● Page text:
-*-*-
M. Smith.-In R. v. Brixham, I used the very argument which is now addressed to the Court, and it was expressly overruled.] At that time it was assumed that there was no appeal after removal ; but now by various decisions it is settled that the parish may appeal either against the order of removal, when served, or against the actual removal. (Reg. v. The Justices of Middlesex, 9 Dowl. 163; Reg. v. The Recorder of Leeds, 16 L. J. 153, M. C.; 2 New Mag. Cas. 104.)

LORD DENMAN, C. J.-The only thing that occasions any doubt is the nature of the objection, and the form in which it is taken ; you complain that neither copy nor extract of the document was sent; but an extract was sent.

M. Smith.— The ground of appeal is, that no copy or extract of the document was sent; and if we were entitled to have a copy, that ground of appeal lets in the objection that none was sent.
-*-*-
● Exercise instructions: Return the passage of the case report between "LORD DENMAN, C." and "extract was sent.", inclusive, copied word for word. The entries have no connection to the case report.
-*-*-
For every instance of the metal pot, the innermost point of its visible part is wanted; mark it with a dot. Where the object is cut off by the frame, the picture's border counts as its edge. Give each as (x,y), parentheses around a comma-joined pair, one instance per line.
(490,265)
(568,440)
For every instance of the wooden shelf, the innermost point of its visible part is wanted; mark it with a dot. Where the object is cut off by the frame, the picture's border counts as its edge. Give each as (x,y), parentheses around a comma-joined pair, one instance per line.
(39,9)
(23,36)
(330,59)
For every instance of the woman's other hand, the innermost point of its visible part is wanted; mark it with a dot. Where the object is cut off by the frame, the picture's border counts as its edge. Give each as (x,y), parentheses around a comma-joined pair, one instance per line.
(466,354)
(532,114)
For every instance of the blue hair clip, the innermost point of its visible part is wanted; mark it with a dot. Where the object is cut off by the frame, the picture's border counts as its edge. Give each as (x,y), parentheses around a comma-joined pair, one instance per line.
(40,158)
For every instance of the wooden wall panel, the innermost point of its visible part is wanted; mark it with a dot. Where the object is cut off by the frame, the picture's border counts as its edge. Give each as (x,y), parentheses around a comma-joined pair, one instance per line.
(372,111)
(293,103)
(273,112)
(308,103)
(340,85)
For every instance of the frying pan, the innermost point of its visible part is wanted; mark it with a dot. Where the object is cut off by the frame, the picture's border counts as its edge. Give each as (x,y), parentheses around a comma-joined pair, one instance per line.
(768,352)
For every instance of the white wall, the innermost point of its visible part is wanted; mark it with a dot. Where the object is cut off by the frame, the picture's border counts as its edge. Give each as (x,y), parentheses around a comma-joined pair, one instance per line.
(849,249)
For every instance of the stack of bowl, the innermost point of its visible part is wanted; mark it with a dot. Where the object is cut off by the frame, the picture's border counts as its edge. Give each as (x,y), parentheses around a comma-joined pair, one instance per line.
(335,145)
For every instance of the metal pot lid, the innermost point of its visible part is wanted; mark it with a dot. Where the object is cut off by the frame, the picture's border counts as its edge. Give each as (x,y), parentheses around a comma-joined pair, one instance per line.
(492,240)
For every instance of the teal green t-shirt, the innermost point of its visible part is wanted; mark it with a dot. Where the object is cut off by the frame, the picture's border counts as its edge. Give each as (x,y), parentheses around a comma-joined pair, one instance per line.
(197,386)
-*-*-
● Result of the task:
LORD DENMAN, C. J.-The only thing that occasions any doubt is the nature of the objection, and the form in which it is taken ; you complain that neither copy nor extract of the document was sent; but an extract was sent.